- [EXTRAIT DE PAGE]
* * *

Non « Marianne », le “fact-checking” n’est pas une mode

Controverse – Un récent article de « Marianne » intitulé « On a fact-checké les fact-checkeurs »  critiquait sévèrement  le fact-checking, cette « lubie journalistique » qui « se prétend science exacte », mais qui est bien plus subjective que ce qu’on voudrait nous faire croire. Voici donc ma réponse.

Le journalisme est en pleine mutation. À tous les niveaux. Si vous qui me lisez êtes journaliste, vous savez toutes les inquiétudes qui guettent les directions et toutes les questions qui assaillent les journalistes.

Des mutations économiques, des changements de technologies qui induisent un changement de rythme, de culture, etc. Tout ceci provoque une accélération permanente des (r)évolutions de la profession que chaque journaliste perçoit selon son histoire, ses convictions et ses doutes.

Le fact-checking (un anglicisme qui a l’équivalent français peu usité de “vérification factuelle”) fait partie de ces évolutions dans le traitement de l’information et a connu un certain succès en France.

Ces dernières années, nous avons pu observer que ce genre, importé des États-Unis, a fait son bout de chemin en France jusqu’aux grandes rédactions parisiennes. Europe 1 (Le Vrai/Faux de l’info), France Info (Le vrai du faux) ou Le Monde.fr (Les décodeurs) ont développé cette formule éditoriale et d’autres suivront sans doute dans les prochaines années.

En revanche, d’autres médias, ce n’est pas une surprise, ne suivront pas ce chemin (et, d’un côté, c’est tant mieux pour la diversité de la presse) et certains s’en expliquent. Une « mode », un « lubie journalistique », une « pseudo-science », voici quelques qualificatifs utilisés par certains journalistes pour décrire le fact-checking. Vraiment ?

 « La vérification, c’est la base du journalisme ». Oui mais…

Un argument que j’entends souvent et que je lis souvent au sujet du fact-checking, c’est que la vérification des faits est la base du métier de journaliste et que, par conséquent, il ne s’agit en aucun cas d’une (r)évolution. D’où aussi la perception de certains que ce genre essaye de réinventer le journalisme en vain.

En vérité, ce que l’on appelle le fact-checking ne consiste pas à vérifier bêtement certaines assertions ou à vérifier la véracité de certains faits.

Le fact-checking est plutôt une évolution très poussée de la vérification au sens où il répond à l’évolution des usages et de la société. La communication a très largement pris le pas sur le factuel, tout spécialement en politique ou les approximations et les mensonges sont quotidiens.

* * *

- [SECTION DES DONNÉES]
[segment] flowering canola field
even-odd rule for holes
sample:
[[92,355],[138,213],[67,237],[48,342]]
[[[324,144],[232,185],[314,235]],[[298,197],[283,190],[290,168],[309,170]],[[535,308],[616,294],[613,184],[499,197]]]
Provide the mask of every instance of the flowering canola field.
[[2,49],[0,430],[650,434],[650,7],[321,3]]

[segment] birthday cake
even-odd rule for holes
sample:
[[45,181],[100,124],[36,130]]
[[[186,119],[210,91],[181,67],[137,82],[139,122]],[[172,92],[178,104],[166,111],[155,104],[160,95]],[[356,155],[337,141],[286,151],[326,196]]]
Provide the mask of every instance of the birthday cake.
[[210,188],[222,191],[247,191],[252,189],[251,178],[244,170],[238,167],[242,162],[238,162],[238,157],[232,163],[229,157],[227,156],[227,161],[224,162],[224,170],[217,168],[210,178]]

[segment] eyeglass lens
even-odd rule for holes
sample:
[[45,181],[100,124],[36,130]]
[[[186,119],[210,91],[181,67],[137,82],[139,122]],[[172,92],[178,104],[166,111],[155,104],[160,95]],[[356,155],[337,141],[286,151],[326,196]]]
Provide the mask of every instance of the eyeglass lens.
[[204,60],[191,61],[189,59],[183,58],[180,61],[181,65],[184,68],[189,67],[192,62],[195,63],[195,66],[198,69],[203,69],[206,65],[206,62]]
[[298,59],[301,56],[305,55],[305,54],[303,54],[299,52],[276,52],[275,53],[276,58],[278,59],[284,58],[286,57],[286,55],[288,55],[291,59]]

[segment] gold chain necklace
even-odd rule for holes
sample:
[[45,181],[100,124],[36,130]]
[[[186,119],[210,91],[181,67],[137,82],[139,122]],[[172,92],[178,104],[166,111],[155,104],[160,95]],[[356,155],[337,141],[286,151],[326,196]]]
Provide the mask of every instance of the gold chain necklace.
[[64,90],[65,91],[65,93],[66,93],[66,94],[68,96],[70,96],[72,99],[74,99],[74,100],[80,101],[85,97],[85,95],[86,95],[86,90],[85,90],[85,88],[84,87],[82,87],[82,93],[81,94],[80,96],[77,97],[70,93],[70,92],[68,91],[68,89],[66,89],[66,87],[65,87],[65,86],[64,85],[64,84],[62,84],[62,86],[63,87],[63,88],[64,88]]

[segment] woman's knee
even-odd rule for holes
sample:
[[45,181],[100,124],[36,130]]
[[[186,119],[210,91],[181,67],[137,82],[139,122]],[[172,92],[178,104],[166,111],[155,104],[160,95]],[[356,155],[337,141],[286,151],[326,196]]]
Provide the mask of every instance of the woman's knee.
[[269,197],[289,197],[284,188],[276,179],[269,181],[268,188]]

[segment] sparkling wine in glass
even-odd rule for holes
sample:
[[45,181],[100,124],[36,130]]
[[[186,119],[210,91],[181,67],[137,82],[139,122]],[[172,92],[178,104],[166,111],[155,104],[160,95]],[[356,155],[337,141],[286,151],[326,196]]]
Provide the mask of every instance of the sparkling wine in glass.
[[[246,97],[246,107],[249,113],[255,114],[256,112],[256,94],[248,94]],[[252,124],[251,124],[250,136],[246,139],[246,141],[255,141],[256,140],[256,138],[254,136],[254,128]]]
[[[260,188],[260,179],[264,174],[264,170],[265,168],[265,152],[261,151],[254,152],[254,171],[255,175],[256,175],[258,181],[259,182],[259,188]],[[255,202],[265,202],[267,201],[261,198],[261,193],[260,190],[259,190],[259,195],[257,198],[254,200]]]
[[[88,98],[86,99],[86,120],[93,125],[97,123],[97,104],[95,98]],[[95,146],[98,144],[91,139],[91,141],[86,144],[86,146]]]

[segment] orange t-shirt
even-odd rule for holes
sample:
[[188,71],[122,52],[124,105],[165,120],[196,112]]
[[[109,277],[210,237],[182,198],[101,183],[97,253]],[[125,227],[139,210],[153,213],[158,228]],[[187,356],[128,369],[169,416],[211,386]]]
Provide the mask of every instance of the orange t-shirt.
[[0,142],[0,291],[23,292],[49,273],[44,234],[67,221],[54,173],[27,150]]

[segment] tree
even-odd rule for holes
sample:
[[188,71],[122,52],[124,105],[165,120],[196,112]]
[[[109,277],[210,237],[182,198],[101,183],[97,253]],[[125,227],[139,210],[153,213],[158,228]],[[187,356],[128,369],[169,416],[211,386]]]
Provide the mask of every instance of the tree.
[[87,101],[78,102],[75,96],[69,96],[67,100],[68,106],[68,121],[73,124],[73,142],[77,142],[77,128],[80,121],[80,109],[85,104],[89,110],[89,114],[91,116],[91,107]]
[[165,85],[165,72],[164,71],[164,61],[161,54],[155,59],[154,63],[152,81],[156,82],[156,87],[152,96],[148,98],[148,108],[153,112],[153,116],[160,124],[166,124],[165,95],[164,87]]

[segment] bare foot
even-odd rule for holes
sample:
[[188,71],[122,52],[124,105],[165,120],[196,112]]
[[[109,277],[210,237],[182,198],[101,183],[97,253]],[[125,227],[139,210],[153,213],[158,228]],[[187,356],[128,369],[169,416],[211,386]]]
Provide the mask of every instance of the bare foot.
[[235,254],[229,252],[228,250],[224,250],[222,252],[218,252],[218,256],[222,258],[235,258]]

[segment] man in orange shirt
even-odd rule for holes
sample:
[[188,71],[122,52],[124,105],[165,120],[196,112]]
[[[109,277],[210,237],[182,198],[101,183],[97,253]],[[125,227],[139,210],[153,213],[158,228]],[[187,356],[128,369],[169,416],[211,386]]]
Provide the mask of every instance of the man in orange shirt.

* * *

- [OBJECTIF] Recopiez mot pour mot le passage de l'extrait sur le fact-checking qui commence aux mots « Un argument que » et se termine après « mensonges sont quotidiens. ».

- [RÉPONSE FINALE]
Un argument que j’entends souvent et que je lis souvent au sujet du fact-checking, c’est que la vérification des faits est la base du métier de journaliste et que, par conséquent, il ne s’agit en aucun cas d’une (r)évolution. D’où aussi la perception de certains que ce genre essaye de réinventer le journalisme en vain.

En vérité, ce que l’on appelle le fact-checking ne consiste pas à vérifier bêtement certaines assertions ou à vérifier la véracité de certains faits.

Le fact-checking est plutôt une évolution très poussée de la vérification au sens où il répond à l’évolution des usages et de la société. La communication a très largement pris le pas sur le factuel, tout spécialement en politique ou les approximations et les mensonges sont quotidiens.